*Provided records*:
★ ★ ★ ★ ★ ★ ★

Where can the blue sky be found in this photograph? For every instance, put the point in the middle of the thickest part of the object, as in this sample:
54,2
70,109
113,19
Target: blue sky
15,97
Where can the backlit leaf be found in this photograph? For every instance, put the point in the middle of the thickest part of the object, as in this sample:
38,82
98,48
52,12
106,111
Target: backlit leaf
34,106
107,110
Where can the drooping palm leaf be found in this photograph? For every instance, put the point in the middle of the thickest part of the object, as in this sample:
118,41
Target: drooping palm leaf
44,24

★ ★ ★ ★ ★ ★ ★

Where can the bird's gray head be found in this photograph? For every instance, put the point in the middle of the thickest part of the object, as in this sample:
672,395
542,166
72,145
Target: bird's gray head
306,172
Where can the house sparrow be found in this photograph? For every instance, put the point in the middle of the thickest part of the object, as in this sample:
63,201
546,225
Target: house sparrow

★ ★ ★ ★ ★ ★ ★

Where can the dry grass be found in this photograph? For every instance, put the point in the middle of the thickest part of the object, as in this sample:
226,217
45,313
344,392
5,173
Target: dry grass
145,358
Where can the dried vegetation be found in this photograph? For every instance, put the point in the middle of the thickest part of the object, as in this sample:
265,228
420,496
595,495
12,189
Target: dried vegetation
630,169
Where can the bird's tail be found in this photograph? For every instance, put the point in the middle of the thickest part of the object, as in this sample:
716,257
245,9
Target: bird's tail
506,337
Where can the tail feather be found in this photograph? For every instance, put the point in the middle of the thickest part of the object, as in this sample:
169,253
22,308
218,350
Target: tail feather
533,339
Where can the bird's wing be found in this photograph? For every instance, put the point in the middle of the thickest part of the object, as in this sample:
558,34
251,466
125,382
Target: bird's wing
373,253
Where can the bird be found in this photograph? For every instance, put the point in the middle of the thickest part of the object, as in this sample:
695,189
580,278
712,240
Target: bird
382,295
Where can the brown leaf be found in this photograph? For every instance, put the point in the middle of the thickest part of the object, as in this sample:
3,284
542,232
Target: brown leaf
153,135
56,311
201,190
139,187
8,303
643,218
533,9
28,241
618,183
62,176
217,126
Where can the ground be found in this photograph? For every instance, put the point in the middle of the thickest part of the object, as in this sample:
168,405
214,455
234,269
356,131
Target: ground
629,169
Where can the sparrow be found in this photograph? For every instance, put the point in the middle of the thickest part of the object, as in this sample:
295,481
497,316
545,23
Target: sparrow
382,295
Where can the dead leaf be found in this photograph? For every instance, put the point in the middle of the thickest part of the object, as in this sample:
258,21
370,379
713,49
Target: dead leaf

★ ★ ★ ★ ★ ★ ★

How many lines in the records above contain the string "backlit"? Case counts. Reply with the number alone.

2